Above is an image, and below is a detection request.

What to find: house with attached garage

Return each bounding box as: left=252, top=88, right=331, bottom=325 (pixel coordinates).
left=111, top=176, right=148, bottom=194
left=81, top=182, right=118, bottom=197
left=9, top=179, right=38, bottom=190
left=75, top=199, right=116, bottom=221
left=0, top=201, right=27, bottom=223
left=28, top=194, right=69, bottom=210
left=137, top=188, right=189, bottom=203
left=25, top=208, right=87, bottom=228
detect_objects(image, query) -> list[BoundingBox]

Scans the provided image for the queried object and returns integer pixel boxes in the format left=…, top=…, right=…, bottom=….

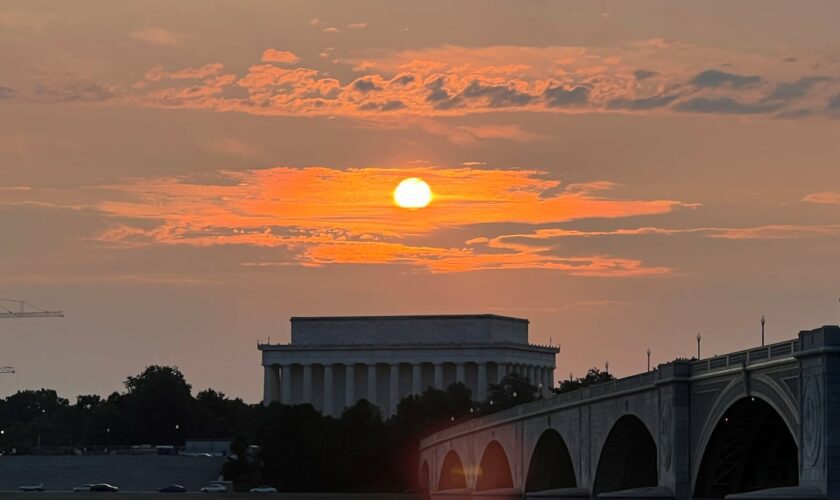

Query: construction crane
left=0, top=299, right=64, bottom=373
left=0, top=298, right=64, bottom=319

★ ★ ★ ★ ★ ★ ★

## Required work
Gather every line in the records above that contains the word "image", and copy each such line in full.

## Result of the exercise
Above is an image, and below is a detection request.
detect_objects(image, query) -> list[BoundingBox]
Scans the provided image for the queried object and returns integer pixel boxes in the format left=…, top=…, right=…, bottom=….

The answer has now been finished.